Extract provided

╭──

Sustainable Mothers Day

Mothers day is upon us, and it’s time to make the best women we know realise how much we adore them. Of course, mothers day consists of loads of beautiful gifts like cards, flowers and bottles of prosecco that are great presents of course, but not so good for our environment. Here I will give you five present ideas for your amazing mother that are no danger to our environment:

1. Organic Flowers

If you ask your local florist, you can get organic and therefore eco-friendly flowers. People will rarely ask for them, therefore they will be easier to get hold of and they still look just as beautiful.

2. Homemade, Organic Jewellery

A number of shops create organic jewels nowadays, and your town center is sure to have at least one shop that is based upon their organic guidelines. This kind of jewellery has a much more rustic feel to it, and it makes the perfect mothers day gift whilst still being affordable.

╰──

Excerpts from point annotation data
╭──

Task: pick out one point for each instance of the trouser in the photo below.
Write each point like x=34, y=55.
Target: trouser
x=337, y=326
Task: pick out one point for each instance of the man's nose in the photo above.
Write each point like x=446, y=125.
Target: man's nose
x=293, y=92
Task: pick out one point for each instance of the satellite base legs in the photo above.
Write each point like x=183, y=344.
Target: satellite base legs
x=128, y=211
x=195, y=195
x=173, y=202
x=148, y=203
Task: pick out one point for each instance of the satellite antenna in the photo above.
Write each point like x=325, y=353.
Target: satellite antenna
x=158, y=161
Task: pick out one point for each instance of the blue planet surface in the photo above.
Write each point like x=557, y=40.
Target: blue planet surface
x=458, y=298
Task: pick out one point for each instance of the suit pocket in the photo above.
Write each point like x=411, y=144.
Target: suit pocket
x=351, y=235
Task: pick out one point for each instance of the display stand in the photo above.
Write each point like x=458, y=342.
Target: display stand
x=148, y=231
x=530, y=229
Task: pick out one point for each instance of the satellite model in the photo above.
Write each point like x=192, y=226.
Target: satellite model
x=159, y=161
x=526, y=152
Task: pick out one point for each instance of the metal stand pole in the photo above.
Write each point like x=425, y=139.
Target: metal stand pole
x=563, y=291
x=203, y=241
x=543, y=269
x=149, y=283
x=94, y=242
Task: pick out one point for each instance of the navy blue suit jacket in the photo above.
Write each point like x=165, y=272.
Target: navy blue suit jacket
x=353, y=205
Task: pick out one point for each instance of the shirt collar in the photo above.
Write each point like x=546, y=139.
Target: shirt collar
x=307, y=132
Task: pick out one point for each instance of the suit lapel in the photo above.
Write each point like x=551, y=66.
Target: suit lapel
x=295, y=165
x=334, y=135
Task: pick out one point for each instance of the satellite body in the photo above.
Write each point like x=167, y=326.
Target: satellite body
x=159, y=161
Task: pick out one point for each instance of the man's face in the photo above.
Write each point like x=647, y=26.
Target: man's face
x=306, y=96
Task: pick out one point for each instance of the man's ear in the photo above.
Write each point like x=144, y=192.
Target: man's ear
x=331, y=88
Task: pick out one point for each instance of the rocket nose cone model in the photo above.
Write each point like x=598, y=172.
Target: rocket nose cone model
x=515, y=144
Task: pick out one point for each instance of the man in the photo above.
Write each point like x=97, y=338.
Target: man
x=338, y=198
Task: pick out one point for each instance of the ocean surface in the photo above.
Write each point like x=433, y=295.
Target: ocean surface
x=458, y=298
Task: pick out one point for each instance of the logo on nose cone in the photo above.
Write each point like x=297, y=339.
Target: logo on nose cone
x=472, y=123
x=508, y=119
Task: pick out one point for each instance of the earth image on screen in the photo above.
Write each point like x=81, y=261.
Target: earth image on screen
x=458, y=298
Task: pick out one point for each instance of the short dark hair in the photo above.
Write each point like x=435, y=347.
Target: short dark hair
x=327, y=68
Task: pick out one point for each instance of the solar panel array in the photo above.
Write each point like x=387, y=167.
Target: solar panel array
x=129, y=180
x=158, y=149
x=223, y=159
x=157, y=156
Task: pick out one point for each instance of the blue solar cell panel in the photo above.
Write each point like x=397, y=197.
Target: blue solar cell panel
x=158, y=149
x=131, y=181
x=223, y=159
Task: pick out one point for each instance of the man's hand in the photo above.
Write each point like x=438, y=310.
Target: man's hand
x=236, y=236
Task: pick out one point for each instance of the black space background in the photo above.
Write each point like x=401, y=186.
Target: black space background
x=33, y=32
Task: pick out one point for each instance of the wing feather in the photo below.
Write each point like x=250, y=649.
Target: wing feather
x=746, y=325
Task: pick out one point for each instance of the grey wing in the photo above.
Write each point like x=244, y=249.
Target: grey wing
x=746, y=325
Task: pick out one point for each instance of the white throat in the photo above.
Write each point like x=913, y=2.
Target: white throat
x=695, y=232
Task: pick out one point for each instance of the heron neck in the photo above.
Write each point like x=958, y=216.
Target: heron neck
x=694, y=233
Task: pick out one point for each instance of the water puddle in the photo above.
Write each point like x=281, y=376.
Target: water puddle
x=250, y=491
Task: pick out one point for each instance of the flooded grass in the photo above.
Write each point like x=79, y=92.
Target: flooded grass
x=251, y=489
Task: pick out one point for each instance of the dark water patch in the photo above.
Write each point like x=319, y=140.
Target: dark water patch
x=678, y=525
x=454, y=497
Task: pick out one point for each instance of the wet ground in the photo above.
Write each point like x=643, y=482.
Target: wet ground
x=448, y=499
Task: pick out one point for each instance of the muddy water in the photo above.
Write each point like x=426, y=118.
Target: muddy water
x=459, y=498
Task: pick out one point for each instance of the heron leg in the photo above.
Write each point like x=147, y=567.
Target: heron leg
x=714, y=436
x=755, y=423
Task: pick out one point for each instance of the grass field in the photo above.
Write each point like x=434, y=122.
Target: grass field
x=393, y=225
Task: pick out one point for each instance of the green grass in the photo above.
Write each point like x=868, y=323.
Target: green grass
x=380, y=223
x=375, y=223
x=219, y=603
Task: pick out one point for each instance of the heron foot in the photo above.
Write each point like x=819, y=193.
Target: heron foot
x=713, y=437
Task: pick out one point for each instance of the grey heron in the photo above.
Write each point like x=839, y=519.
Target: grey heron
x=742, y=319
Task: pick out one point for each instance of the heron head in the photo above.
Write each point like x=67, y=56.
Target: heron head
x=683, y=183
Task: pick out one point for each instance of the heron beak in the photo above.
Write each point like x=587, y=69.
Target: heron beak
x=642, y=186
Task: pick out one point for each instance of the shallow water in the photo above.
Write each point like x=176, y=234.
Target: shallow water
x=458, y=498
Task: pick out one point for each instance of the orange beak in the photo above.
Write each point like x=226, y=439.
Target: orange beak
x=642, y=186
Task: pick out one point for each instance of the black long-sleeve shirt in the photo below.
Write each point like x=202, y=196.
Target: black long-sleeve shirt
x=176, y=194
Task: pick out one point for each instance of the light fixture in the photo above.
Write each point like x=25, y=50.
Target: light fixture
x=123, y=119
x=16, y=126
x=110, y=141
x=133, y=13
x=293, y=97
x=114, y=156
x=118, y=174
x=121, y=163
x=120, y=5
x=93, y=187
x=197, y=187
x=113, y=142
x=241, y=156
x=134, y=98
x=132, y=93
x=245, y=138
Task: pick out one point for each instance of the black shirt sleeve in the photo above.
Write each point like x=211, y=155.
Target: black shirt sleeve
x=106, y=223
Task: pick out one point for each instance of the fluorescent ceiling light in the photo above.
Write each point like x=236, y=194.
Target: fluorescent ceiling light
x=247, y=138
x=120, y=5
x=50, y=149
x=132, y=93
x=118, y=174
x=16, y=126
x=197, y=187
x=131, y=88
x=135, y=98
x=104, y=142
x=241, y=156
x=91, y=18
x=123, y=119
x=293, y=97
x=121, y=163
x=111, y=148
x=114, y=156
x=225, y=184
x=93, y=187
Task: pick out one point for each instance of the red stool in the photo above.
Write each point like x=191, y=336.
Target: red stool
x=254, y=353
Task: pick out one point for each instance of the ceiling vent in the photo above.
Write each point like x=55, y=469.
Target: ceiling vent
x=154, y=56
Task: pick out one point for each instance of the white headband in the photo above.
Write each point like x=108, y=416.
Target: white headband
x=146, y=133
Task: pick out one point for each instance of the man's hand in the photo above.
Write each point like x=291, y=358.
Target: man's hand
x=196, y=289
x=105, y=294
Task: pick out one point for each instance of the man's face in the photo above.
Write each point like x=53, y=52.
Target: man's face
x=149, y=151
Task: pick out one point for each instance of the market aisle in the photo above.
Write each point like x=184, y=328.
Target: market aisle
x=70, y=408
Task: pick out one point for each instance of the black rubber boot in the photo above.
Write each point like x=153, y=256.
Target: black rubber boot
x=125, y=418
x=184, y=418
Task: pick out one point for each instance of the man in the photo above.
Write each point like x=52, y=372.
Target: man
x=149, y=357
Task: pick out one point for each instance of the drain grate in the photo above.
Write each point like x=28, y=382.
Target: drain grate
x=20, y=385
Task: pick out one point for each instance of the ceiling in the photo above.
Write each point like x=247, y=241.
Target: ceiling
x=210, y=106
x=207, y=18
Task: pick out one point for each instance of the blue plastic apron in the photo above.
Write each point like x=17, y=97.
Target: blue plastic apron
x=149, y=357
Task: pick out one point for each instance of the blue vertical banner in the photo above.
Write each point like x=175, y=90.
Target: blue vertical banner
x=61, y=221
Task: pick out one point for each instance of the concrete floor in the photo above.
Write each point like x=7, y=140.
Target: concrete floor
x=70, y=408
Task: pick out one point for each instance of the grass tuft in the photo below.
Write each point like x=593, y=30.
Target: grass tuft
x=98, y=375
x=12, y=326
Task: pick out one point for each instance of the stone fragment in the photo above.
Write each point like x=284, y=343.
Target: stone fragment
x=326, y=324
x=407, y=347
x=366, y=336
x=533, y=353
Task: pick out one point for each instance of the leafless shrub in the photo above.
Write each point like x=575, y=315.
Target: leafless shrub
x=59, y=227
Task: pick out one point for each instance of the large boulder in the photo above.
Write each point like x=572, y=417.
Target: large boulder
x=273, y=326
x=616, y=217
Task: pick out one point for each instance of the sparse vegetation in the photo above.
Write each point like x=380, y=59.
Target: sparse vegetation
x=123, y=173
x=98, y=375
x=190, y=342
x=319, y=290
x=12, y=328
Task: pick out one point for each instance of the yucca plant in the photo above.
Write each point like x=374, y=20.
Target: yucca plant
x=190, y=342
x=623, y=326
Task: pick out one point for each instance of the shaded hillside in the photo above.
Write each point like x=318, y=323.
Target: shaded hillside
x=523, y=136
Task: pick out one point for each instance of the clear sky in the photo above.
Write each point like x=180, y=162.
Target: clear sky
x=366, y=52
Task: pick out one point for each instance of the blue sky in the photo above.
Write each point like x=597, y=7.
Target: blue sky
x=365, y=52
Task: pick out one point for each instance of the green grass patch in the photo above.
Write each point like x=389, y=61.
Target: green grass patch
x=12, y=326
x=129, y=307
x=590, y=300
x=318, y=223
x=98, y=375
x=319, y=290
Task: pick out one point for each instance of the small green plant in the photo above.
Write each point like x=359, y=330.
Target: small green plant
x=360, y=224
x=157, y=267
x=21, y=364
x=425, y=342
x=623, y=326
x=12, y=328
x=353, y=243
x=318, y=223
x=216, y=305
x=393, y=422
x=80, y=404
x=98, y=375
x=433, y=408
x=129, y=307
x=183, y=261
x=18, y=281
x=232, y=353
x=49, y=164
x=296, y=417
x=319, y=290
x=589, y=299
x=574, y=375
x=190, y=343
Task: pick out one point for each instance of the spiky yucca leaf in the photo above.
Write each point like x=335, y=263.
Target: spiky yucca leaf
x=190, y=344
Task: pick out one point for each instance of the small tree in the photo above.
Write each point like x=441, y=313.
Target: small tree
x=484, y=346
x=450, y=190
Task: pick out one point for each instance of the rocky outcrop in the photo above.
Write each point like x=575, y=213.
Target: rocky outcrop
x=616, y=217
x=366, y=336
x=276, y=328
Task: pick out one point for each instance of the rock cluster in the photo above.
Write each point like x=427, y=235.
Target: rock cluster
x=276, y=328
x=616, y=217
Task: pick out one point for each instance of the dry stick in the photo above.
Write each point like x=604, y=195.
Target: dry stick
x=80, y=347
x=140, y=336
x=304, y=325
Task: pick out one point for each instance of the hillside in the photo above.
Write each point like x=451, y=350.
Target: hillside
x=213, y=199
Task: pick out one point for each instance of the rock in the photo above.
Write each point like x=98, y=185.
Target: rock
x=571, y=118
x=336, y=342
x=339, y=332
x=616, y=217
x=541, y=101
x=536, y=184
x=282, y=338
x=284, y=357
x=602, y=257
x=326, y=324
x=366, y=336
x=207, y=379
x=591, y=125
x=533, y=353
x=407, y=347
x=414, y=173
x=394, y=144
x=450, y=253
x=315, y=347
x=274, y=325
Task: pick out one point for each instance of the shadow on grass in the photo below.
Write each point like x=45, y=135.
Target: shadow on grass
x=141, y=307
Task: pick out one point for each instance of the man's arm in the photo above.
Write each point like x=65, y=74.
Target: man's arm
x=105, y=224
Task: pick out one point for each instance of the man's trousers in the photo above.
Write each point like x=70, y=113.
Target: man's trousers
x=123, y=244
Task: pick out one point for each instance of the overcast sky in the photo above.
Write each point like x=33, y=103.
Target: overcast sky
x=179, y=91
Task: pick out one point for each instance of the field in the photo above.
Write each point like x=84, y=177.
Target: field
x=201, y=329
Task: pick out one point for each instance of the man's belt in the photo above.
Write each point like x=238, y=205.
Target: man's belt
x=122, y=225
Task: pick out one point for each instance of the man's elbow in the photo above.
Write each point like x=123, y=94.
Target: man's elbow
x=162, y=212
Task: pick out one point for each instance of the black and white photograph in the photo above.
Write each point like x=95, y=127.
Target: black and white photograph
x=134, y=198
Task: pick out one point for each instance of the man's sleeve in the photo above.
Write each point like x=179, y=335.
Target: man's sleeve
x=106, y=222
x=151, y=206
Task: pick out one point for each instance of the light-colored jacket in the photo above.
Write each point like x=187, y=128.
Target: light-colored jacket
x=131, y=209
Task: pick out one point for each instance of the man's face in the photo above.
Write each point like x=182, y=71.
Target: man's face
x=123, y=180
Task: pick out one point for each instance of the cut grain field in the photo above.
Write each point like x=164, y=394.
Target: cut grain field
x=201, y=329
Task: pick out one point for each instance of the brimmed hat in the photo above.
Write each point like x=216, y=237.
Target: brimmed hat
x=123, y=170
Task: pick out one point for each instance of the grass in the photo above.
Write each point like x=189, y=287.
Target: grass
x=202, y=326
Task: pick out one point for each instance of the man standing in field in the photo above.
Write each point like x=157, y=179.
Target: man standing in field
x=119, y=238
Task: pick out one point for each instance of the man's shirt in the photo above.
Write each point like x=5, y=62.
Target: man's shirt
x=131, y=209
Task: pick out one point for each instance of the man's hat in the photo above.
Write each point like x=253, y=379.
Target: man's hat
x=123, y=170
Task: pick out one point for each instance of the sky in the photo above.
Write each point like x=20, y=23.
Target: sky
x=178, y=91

╰──

Required task 1
Decide whether each statement agrees with the article on sustainable Mother's Day gifts, answering yes or no and quoting the deciding words: (a) Organic flowers are often requested and therefore hard to obtain. (b) Organic jewellery is described as having a rustic feel. (c) The article promises five present ideas.
Required task 2
Output the passage of the article on sustainable Mother's Day gifts from "1. Organic Flowers" to "still being affordable.".
This material comes from a different source.

Correct result 1
(a) No: "People will rarely ask for them, therefore they will be easier to get hold of"
(b) Yes: "This kind of jewellery has a much more rustic feel to it"
(c) Yes: "Here I will give you five present ideas for your amazing mother"

Correct result 2
1. Organic Flowers

If you ask your local florist, you can get organic and therefore eco-friendly flowers. People will rarely ask for them, therefore they will be easier to get hold of and they still look just as beautiful.

2. Homemade, Organic Jewellery

A number of shops create organic jewels nowadays, and your town center is sure to have at least one shop that is based upon their organic guidelines. This kind of jewellery has a much more rustic feel to it, and it makes the perfect mothers day gift whilst still being affordable.